- WHAT YOU NEED TO DO -
Would you copy out each line of the records below that includes the word "chimney"?

- DATA FOR THE TASK -

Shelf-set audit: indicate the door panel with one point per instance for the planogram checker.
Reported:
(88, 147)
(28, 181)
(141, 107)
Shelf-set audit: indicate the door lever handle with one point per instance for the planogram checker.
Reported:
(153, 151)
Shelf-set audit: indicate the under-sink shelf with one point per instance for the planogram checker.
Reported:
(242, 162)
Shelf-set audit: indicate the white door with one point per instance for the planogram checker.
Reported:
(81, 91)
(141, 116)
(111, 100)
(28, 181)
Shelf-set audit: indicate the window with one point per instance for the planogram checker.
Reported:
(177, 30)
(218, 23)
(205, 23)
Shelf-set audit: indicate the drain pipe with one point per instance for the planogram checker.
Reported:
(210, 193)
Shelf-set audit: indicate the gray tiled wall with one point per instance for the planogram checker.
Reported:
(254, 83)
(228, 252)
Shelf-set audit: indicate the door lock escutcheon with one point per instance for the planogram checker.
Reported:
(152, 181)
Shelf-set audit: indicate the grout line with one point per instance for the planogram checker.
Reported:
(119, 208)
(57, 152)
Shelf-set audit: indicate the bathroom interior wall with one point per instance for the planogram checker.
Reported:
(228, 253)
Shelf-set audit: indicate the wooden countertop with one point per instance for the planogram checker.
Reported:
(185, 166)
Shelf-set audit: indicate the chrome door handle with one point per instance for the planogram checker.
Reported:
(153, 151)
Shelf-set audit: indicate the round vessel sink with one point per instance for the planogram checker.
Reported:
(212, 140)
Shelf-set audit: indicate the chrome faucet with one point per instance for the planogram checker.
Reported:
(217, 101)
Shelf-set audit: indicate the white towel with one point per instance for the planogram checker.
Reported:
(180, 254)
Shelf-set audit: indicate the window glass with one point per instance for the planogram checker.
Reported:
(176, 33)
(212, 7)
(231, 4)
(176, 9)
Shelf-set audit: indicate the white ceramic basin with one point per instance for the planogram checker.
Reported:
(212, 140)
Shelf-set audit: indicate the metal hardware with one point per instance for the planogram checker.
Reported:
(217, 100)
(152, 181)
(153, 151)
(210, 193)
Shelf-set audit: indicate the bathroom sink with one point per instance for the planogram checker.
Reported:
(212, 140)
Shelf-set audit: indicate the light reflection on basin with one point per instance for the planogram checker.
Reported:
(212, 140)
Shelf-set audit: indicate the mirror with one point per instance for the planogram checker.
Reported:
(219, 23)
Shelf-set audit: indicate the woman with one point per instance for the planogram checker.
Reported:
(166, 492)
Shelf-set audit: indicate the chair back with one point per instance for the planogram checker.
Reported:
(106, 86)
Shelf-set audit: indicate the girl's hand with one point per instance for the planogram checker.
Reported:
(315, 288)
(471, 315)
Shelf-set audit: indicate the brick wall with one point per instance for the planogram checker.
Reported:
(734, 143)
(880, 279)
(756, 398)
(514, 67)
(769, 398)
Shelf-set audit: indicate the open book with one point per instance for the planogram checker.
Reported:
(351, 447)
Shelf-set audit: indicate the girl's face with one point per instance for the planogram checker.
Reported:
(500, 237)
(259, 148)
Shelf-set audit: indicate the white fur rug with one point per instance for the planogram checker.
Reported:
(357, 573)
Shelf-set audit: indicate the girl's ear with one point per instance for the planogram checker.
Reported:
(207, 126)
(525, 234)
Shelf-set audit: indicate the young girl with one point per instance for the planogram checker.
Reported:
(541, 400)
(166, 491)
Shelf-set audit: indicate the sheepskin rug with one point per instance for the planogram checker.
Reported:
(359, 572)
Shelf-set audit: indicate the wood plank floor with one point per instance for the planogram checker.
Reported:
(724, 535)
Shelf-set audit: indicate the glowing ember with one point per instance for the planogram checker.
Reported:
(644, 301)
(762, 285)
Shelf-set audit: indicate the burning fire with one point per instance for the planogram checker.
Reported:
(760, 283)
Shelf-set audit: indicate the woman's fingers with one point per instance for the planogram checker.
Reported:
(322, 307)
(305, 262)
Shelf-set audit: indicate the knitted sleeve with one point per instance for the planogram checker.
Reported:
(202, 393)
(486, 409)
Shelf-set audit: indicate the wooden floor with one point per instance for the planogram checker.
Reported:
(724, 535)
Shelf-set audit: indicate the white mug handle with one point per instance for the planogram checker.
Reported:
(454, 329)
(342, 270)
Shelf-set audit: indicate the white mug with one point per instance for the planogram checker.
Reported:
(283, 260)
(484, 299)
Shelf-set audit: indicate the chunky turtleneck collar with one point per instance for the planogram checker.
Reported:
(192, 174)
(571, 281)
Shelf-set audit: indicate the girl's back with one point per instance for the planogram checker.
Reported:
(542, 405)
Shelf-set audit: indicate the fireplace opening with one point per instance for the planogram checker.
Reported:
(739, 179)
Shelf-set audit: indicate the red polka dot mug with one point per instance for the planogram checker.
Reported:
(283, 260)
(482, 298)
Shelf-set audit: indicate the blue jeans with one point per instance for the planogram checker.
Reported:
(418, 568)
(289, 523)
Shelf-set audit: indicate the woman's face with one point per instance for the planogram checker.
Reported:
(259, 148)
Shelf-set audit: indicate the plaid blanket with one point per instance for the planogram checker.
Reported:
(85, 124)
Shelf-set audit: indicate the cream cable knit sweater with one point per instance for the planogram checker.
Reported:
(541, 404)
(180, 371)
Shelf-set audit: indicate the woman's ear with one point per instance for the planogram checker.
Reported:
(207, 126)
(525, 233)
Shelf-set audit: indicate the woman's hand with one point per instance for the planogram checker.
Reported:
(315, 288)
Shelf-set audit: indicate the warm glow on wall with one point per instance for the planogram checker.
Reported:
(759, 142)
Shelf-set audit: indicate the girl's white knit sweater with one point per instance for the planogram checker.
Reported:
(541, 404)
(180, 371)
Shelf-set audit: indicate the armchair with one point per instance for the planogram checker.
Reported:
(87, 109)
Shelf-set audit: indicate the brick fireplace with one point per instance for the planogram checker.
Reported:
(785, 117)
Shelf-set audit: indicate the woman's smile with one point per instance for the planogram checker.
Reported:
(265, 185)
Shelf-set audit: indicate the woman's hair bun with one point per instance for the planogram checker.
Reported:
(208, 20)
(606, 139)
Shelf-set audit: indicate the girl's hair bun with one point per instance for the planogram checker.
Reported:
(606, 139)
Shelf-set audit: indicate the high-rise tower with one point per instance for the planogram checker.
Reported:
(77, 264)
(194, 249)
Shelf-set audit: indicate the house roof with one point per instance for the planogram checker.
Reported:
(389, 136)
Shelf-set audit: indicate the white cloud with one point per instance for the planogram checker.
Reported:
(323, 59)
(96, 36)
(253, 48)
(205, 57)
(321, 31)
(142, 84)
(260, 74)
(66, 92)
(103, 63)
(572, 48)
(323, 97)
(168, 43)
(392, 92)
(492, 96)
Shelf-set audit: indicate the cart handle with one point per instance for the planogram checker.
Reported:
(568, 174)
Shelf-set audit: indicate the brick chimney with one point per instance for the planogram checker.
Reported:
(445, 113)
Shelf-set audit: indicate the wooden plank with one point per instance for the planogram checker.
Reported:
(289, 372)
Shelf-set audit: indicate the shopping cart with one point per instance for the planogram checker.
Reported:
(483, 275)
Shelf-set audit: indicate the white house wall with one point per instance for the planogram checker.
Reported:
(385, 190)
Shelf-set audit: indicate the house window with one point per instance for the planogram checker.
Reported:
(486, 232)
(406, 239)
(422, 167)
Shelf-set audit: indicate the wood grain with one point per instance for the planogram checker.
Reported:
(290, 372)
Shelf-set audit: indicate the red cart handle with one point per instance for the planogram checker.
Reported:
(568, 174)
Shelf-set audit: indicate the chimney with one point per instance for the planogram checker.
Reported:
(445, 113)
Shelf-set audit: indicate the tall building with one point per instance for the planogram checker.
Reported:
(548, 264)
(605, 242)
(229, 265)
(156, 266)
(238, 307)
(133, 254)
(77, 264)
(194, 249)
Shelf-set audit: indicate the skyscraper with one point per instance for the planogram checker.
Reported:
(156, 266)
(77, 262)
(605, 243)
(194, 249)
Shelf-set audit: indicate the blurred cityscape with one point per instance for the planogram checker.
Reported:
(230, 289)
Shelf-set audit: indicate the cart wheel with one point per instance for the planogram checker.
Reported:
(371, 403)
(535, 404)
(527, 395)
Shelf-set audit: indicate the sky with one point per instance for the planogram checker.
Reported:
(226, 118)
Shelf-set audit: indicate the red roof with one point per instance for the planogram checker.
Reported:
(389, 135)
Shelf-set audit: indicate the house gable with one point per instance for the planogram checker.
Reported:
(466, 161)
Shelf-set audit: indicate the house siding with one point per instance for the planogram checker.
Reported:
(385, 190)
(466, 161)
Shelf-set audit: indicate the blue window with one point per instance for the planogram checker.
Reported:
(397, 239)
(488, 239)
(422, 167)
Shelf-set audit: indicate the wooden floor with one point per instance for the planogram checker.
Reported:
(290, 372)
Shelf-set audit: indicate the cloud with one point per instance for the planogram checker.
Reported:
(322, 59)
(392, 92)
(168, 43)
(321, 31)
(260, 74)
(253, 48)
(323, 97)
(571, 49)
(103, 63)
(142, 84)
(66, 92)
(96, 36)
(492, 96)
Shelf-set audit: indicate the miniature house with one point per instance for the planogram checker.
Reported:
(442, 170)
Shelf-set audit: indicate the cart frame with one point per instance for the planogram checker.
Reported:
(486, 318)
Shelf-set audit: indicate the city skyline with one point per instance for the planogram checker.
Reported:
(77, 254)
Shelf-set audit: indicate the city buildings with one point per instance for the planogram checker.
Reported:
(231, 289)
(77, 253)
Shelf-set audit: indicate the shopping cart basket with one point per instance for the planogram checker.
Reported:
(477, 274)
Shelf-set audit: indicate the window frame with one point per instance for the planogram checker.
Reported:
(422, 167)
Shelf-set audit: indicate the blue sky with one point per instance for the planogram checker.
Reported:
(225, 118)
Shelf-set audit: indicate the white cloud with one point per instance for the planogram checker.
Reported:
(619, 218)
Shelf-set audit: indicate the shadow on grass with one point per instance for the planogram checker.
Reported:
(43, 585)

- REPLY TO THE TASK -
Shelf-set audit: indicate the brick chimney with one point per instance for the planogram checker.
Shelf-set audit: indicate the chimney with one point per instance for the planogram checker.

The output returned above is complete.